_Data yang Diberikan_
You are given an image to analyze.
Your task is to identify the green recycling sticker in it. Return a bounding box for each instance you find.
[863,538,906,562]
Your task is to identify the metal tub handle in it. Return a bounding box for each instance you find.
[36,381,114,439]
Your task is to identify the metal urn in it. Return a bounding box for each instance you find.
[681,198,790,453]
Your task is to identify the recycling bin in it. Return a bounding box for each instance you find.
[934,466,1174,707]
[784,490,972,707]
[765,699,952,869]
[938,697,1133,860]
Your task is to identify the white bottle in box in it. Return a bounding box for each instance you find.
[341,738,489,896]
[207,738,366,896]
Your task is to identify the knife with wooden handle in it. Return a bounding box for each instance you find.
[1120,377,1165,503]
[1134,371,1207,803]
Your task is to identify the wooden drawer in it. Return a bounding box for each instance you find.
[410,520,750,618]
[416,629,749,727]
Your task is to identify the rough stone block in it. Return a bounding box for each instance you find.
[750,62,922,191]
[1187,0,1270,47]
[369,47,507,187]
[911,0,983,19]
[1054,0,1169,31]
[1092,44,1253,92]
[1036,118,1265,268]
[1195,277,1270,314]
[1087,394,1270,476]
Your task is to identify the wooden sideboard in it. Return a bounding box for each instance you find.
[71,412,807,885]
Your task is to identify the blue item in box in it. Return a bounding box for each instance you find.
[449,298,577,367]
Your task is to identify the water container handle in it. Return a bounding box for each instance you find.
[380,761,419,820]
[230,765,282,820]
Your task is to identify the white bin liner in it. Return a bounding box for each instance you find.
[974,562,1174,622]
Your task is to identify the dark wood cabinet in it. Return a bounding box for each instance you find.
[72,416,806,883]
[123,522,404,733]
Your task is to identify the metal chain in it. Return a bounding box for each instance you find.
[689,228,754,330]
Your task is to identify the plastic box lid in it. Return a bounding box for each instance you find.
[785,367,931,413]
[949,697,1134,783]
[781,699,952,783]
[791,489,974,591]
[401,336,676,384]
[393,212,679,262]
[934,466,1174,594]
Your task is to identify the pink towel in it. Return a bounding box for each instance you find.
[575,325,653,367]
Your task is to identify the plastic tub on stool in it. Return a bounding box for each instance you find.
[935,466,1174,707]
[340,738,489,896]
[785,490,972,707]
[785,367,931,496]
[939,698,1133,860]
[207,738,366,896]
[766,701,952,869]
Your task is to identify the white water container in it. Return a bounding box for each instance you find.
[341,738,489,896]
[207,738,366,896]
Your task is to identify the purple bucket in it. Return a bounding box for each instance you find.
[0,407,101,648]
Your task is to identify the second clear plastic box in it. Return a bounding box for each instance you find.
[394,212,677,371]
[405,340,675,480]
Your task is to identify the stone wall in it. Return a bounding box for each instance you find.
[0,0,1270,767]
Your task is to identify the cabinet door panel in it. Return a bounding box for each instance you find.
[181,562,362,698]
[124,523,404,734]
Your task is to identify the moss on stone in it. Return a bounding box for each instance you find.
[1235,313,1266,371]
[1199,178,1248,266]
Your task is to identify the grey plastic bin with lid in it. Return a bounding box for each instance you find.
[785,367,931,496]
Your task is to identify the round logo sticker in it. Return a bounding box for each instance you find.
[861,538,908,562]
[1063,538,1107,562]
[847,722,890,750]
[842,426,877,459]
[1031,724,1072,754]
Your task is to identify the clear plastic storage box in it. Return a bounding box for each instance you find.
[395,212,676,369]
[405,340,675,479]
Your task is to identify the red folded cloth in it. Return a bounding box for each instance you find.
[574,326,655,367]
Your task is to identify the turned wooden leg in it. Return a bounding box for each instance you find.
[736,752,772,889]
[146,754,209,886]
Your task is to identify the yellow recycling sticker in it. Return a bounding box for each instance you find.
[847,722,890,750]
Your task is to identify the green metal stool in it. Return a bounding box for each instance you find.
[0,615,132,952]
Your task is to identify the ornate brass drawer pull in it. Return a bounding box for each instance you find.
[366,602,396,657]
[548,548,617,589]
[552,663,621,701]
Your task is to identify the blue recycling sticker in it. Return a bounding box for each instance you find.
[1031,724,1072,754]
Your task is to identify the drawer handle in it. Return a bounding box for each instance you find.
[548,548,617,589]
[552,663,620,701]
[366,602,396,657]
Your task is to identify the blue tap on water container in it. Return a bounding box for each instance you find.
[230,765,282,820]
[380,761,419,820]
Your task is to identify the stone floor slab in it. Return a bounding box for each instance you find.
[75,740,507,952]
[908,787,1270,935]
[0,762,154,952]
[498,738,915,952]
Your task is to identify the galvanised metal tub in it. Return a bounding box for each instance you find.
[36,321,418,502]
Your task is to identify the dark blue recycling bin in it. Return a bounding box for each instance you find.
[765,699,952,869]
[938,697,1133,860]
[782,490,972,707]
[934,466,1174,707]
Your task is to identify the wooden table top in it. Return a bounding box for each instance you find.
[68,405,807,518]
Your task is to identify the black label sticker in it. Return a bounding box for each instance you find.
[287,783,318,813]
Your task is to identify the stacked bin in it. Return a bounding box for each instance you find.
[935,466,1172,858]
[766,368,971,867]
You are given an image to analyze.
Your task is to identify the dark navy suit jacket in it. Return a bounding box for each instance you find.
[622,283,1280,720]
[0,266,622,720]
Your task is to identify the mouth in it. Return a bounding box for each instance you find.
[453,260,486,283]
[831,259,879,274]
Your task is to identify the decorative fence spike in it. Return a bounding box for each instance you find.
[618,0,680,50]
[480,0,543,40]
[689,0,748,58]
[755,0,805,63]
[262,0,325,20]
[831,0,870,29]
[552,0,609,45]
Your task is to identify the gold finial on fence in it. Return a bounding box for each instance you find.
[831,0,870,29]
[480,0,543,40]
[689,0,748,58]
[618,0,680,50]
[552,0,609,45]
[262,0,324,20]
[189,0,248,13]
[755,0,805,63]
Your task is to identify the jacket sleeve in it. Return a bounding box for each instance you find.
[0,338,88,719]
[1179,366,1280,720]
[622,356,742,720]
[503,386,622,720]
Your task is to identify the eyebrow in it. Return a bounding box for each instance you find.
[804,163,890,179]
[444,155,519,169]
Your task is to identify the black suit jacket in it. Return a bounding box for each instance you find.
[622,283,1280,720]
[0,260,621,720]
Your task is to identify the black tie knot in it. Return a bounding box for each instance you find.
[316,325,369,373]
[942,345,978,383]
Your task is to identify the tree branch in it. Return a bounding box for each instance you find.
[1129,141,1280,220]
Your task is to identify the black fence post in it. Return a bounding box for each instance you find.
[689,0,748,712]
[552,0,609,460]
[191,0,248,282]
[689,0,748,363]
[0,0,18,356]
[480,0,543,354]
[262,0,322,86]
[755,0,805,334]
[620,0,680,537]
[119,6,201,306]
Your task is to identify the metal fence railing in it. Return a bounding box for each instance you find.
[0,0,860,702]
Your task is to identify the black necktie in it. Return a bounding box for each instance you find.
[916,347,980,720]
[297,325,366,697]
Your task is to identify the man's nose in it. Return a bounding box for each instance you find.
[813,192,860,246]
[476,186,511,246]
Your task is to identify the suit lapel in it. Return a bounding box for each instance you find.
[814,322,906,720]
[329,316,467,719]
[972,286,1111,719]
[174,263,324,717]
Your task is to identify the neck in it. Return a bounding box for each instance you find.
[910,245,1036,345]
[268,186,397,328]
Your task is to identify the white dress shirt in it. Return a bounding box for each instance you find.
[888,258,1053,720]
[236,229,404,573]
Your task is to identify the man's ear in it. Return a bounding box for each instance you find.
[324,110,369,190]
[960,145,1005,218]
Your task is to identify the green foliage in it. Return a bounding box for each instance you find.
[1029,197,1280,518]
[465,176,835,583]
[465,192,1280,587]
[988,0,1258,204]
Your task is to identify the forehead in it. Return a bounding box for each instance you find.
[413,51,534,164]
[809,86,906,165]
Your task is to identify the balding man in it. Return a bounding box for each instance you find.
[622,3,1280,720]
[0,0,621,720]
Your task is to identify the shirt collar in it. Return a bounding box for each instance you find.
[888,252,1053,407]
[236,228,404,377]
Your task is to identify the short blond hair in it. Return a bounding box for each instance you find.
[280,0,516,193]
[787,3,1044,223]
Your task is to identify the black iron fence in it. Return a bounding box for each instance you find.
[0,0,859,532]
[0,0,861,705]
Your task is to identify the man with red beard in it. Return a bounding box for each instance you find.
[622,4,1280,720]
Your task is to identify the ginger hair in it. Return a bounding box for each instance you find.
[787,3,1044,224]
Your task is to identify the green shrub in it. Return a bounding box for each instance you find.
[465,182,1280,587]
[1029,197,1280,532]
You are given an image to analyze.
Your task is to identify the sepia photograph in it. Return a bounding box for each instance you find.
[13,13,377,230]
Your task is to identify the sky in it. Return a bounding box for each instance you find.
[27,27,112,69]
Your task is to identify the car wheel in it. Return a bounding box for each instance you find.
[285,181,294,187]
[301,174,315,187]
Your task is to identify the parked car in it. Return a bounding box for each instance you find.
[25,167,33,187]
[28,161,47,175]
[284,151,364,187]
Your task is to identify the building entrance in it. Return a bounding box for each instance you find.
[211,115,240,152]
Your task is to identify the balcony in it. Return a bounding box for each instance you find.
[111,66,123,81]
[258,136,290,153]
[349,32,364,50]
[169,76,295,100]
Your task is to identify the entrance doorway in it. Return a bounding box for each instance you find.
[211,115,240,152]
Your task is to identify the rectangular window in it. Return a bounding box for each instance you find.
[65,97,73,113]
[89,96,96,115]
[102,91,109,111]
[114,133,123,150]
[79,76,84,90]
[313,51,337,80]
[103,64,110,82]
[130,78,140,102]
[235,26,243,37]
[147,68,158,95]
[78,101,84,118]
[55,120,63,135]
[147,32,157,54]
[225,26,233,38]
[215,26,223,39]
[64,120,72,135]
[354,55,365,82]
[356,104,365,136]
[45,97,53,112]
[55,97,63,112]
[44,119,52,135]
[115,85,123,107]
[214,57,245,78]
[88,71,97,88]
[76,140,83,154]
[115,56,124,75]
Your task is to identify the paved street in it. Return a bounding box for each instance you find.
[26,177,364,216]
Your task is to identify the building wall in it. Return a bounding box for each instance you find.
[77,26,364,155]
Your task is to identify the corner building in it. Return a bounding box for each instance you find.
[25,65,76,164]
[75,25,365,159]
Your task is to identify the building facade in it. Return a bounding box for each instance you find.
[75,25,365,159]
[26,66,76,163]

_Tugas Latihan_
Ubah bagian data yang dibuka dengan baris berisi "Your task is to identify the gold" dan ditutup dengan baris berisi "[476,186,511,246]" menjadi CSV dua kolom, masukan dan keluaran, dengan satu baris untuk setiap teks beserta jawabannya. Tempatkan masing-masing dalam satu bidang bertanda kutip dan ganti setiap jeda baris dengan spasi.

_Jawaban Latihan_
masukan,keluaran
"Your task is to identify the gold finial on fence in it. Return a bounding box for each instance you find.","[831,0,870,29] [480,0,543,40] [689,0,748,58] [618,0,680,50] [552,0,609,45] [262,0,324,20] [189,0,248,13] [755,0,805,63]"
"Your task is to identify the jacket sleeve in it. Return a bounding box for each instance you find.","[0,338,88,719] [1179,366,1280,720] [622,356,742,720] [503,386,622,720]"
"Your task is to identify the eyebrow in it. Return a bounding box for each instance you find.","[804,163,890,179] [444,155,519,169]"
"Your task is to identify the black suit jacket in it. Return a bounding box for each instance you find.","[622,283,1280,720] [0,260,621,720]"
"Your task is to identify the black tie knot in it. Return a bounding box for each instance you find.","[316,325,369,373] [942,345,978,383]"
"Your task is to identify the tree branch in it. Return a bounding box for each instance you find.","[1129,141,1280,220]"
"Your task is to identify the black fence post in it. Return a bounding box for each instance you find.","[689,0,748,712] [552,0,609,460] [191,0,248,282] [689,0,748,363] [0,0,18,356] [480,0,543,354] [262,0,322,86] [755,0,805,334] [620,0,680,537] [119,6,201,306]"
"Your task is to identify the metal fence railing in it. Return a bounding box for each instance you find.","[0,0,860,702]"
"Your task is to identify the black necktie in it. Return a bounding box for each instance you find.","[916,347,980,720] [297,325,366,697]"
"Your task is to identify the man's nose in it. Return a bounding box for each instance you find.","[813,192,860,246] [476,186,511,246]"